▶ [SUPPLIED TEXT]
*** Block opens ***

Forum Discussion

Heyang's avatar
Heyang
Icon for New Contributor rankNew Contributor
2 months ago

Delay in CDR recover

 Hi friends,

I hope this message finds you well.

I am currently encountering some issues with the burst-mode CDR implementation using ALTGX.

Test setup:

In my setup, I am using an optical modulator to generate burst-mode optical signals. The burst-mode light (on/off) is sent directly to an SFP+ module mounted on a Terasic HSMC SFP daughter board, connected to a DE4 (Stratix IV) development board.

Each burst frame consists of approximately 109 µs of light on and 109 µs off. To properly decode the received signals, the transceiver is supplied with a reference clock (`rx_cruclk`) that is phase-recovered from the transmitter. The ALTGX CDR is switched between `rx_locktoref` and `rx_locktodata` in synchronization with the optical signal transitions:

* When the signal is **off**: lock to `rx_cruclk`
* When the signal is **on**: lock to data

**Observed issue:**

Switching between `rx_locktoref` and `rx_locktodata` does help the CDR lock within the 109 µs burst duration, but the locking time is longer than expected. It takes around **1.3 µs** for the CDR and word aligner to fully synchronize with the received data stream. This is much slower than anticipated, considering that the reference clock provided to the ALTGX is quite stable, and the phase difference between `rx_cruclk` and the transmitter clock fluctuates within only about 3 degrees.

*** Block closes ***

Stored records
*** Block opens ***

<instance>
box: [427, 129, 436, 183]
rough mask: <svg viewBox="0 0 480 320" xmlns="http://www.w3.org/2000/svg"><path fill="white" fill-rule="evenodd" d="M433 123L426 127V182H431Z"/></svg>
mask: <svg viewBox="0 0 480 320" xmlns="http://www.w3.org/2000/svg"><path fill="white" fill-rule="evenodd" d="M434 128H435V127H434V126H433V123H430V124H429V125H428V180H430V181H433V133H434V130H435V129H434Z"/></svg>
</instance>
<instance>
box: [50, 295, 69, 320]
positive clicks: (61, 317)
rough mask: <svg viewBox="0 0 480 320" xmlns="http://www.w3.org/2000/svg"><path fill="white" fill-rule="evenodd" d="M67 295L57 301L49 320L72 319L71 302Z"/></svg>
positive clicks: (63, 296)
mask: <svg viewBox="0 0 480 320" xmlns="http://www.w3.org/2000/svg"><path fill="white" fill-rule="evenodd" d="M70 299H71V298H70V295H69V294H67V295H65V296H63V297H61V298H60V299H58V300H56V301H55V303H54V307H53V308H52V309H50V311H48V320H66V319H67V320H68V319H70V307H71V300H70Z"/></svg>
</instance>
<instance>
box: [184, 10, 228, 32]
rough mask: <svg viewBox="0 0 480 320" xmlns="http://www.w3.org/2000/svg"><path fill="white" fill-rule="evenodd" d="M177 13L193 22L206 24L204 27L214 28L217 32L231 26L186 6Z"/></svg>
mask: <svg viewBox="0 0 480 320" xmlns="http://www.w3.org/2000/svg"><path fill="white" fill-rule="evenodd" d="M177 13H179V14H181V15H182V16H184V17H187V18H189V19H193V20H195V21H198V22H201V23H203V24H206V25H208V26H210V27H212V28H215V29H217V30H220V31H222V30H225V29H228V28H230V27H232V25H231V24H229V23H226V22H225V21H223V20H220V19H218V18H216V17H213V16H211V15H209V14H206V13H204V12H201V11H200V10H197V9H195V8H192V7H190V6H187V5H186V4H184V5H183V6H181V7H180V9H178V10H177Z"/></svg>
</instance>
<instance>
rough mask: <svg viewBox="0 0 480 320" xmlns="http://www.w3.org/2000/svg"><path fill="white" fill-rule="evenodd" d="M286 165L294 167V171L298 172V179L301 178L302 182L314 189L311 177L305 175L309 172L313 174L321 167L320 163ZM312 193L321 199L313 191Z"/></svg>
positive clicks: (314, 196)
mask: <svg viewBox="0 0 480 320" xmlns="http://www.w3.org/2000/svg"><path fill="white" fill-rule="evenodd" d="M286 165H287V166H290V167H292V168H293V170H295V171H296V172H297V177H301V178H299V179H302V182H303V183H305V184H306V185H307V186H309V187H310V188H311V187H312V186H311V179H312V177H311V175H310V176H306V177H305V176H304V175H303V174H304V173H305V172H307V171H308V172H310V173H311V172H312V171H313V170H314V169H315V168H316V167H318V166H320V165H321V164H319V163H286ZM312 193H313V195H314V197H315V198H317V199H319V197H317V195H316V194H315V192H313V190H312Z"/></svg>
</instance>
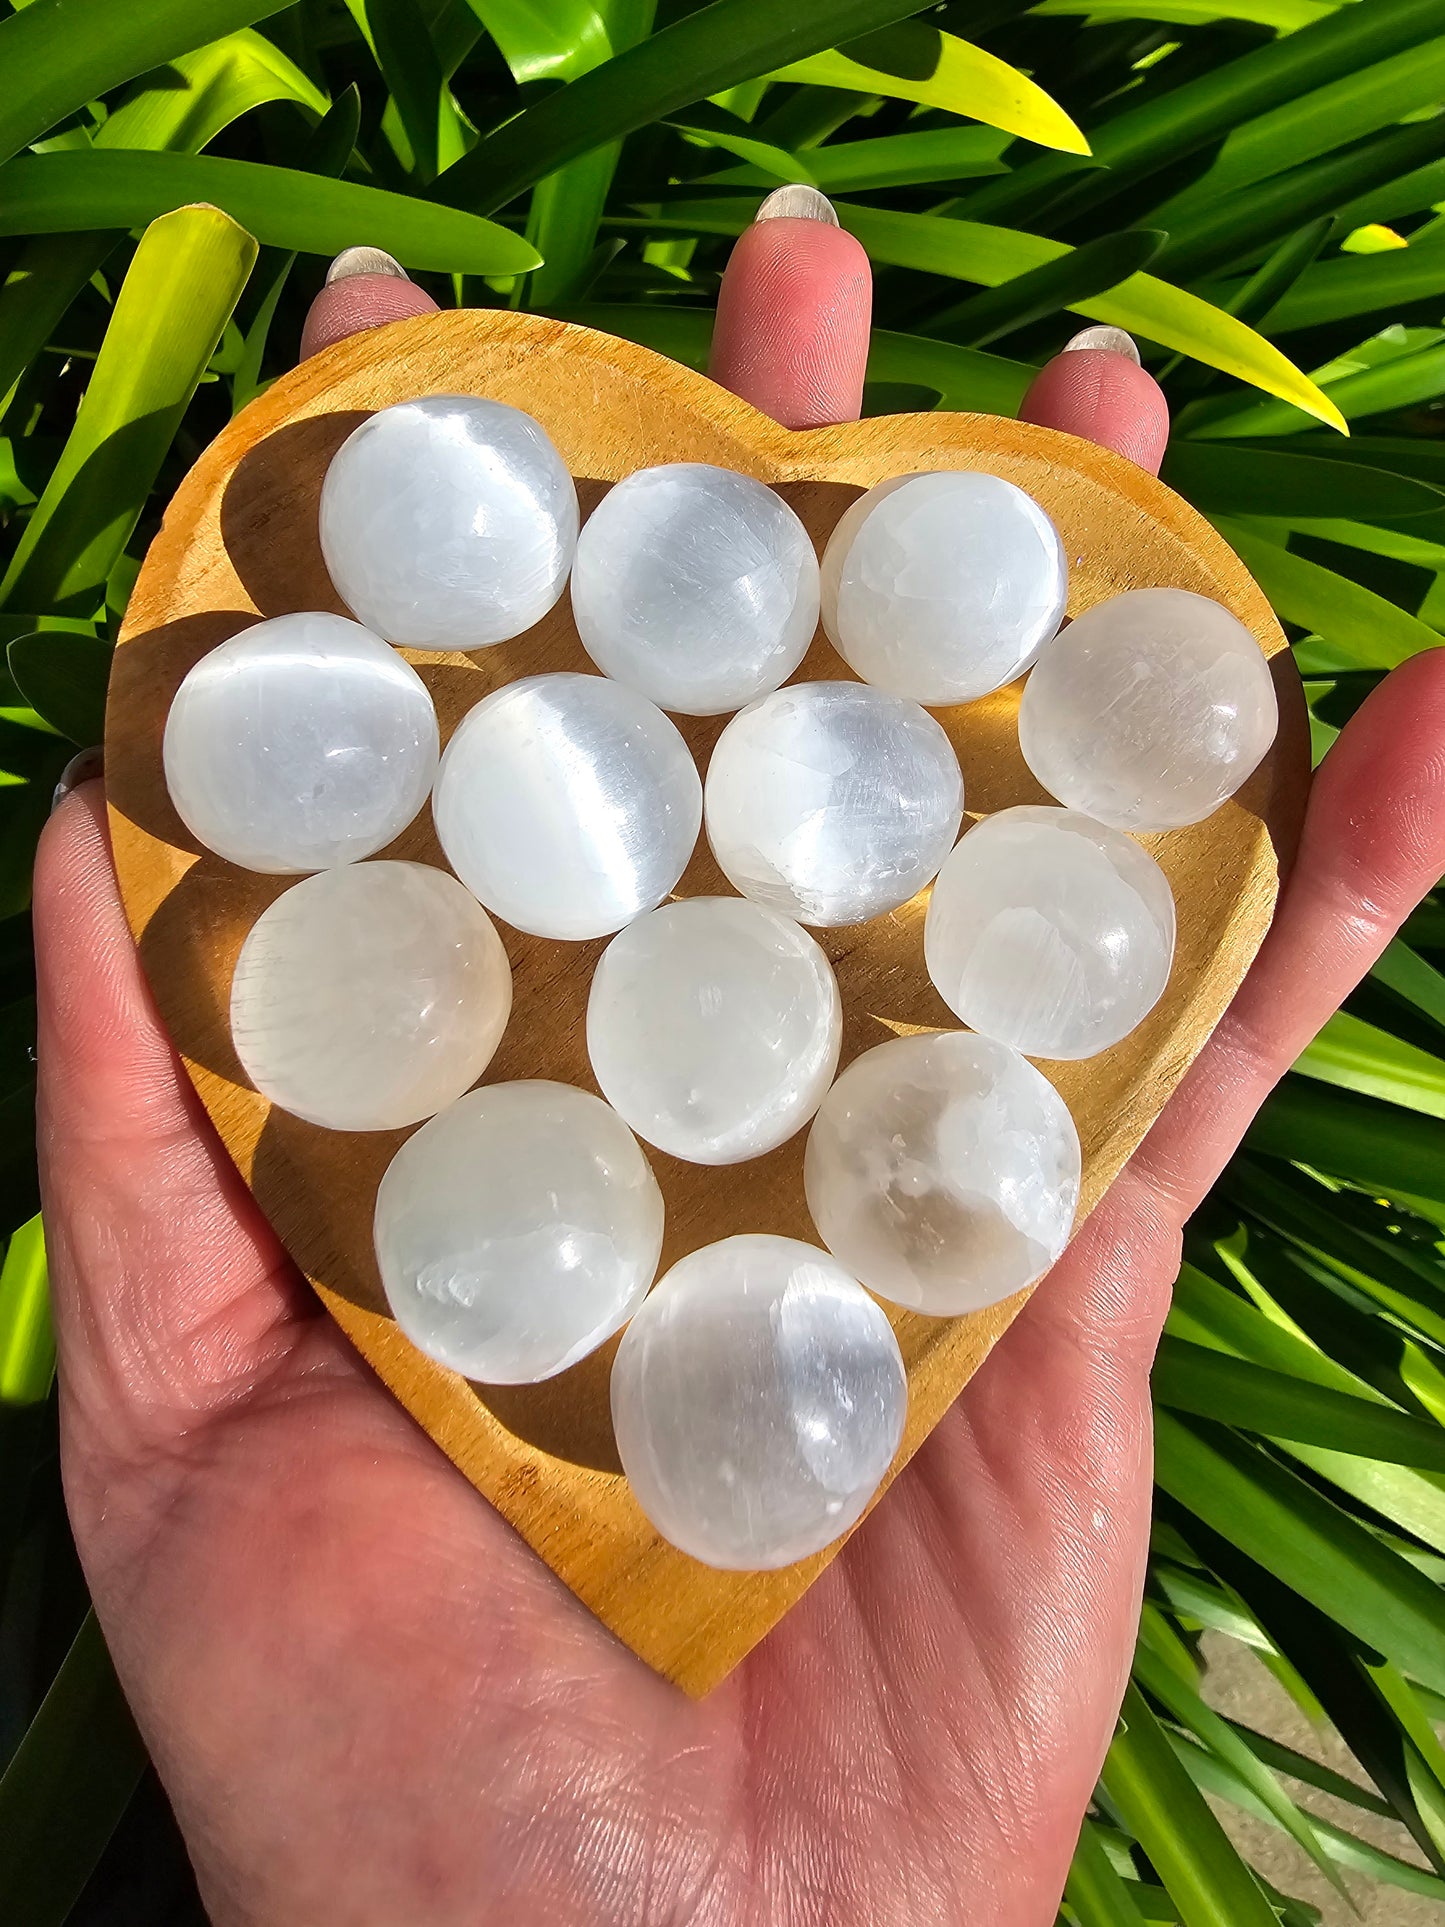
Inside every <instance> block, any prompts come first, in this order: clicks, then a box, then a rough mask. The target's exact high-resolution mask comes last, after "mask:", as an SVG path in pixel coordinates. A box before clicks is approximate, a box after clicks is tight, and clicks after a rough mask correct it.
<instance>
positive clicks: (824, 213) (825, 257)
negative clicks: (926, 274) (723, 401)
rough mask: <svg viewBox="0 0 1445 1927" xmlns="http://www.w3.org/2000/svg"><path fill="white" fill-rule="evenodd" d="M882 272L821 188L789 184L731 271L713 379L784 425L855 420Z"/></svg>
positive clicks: (734, 247)
mask: <svg viewBox="0 0 1445 1927" xmlns="http://www.w3.org/2000/svg"><path fill="white" fill-rule="evenodd" d="M871 322H873V272H871V268H869V258H867V254H865V252H863V247H861V245H859V243H857V241H854V237H852V235H850V233H844V229H842V227H840V225H838V216H836V214H834V212H832V202H830V200H828V198H827V197H825V195H821V193H819V191H817V189H815V187H780V189H778V191H776V193H775V195H769V197H767V200H765V202H763V206H761V208H759V210H757V220H755V222H753V225H751V227H748V229H746V231H744V233H742V235H740V237H738V245H736V247H734V249H732V256H730V260H728V266H726V270H724V274H722V287H721V289H719V297H717V324H715V328H713V353H711V358H709V368H707V372H709V374H711V376H713V380H715V382H721V383H722V387H730V389H732V393H734V395H742V397H744V401H751V405H753V407H755V409H761V410H763V412H765V414H771V416H773V418H775V420H776V422H782V424H784V428H821V426H823V424H825V422H855V420H857V416H859V410H861V407H863V370H865V366H867V356H869V326H871Z"/></svg>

*** Block closes ***

▶ [PROBLEMS TO SOLVE]
(a) In the burst-mode CDR post, how long does it take the CDR and word aligner to fully synchronize with the received data stream?
(b) Pick up the forum post on burst-mode CDR locking and extend it past its final sentence.
The records have nothing to do with the burst-mode CDR post.

▶ [PER-TASK ANSWERS]
(a) Around 1.3 µs.

(b)
We also experimented with manually delaying the start of the CDR locking process to better align it with the beginning of each burst frame, but the locking time consistently remained around 1.3 µs. Additionally, we tested by launching a continuous optical signal into the SFP while maintaining switching between rx_locktoref and rx_locktodata. In this configuration, the CDR synchronized to the incoming data within a few nanoseconds, as expected.

We suspect that when the optical signal is absent, the CDR inside the SFP module drifts, causing the output serial stream to deviate significantly. As a result, the ALTGX receiver cannot lock onto the drifted signal. We tested several SFP modules and selected the one that delivered the best performance, achieving approximately 1.3 µs locking time.

Would a 1.3 µs CDR locking time be expected under these conditions? Since our implementation uses a reference-assisted CDR with a phase-locked reference clock derived from the transmitter, we anticipated a faster locking response. The project is still ongoing, so I’m not yet certain whether I can share the source code, but please let me know if reviewing it would help with further debugging.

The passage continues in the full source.